### [Record list]
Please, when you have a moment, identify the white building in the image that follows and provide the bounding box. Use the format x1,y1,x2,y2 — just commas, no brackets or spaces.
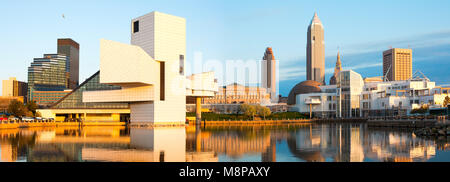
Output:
288,70,450,118
361,78,449,117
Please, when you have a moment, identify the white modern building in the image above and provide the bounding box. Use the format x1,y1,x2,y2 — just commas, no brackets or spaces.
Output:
361,78,450,117
83,12,217,124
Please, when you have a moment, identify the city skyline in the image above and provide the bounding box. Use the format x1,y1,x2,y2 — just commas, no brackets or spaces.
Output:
0,1,450,96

### [Stated task]
Rewrite all of the data above, requests included, and shift every bounding box coordinate in the answers by adding 65 to it. Leave the pictures out.

### [Correct response]
Please, when you have a moment, identify the white building in the image that follows and provide the bounding box. Use the format x1,y1,x2,y2 — just commas, no brackets or spaces.
Output:
353,135,515,183
426,143,514,182
Please, when you have a moment, identify the white modern building in the image above and provide the bounding box. Use the format x1,y1,x2,y2 — just commas, no brackets or spaces.
Output:
426,143,515,182
148,77,282,189
Please, when you have a moment, identify the city skyline in the image above and provide the bounding box. Use the format x1,y1,x2,y2 — just commas, no brackets or spaces.
Output:
65,66,515,161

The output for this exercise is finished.